> [REQUIRED WORK]
In this exercise, the entries below are to be transcribed exactly, line by line.
----
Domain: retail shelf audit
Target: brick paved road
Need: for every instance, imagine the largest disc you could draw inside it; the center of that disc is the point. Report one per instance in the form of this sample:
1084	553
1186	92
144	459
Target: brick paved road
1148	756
----
> [RESULT]
Domain: retail shelf audit
Target: brick paved road
Need: for every instance, imagine the largest disc you could draw inside it; the center of that disc is the point. Report one per instance in the form of this sample:
1084	553
1186	92
144	459
Target: brick paved road
1148	756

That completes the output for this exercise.